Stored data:
[Start of section]
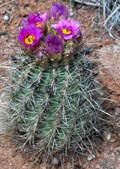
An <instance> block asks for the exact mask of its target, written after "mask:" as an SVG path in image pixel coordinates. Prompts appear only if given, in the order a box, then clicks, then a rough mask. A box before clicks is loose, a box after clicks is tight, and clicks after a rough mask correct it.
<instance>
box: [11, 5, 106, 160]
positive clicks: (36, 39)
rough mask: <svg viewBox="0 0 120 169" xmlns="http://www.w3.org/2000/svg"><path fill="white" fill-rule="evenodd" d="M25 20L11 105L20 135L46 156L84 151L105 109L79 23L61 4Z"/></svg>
[End of section]
WHAT YOU NEED TO DO: Nothing but the lines from the one that contains "box: [11, 5, 106, 160]" through the last line of the entries should appear in your reply, each repeated exactly.

ANSWER BOX:
box: [11, 5, 106, 160]
positive clicks: (36, 39)
rough mask: <svg viewBox="0 0 120 169" xmlns="http://www.w3.org/2000/svg"><path fill="white" fill-rule="evenodd" d="M25 20L11 105L20 135L46 156L84 151L105 109L79 23L61 4Z"/></svg>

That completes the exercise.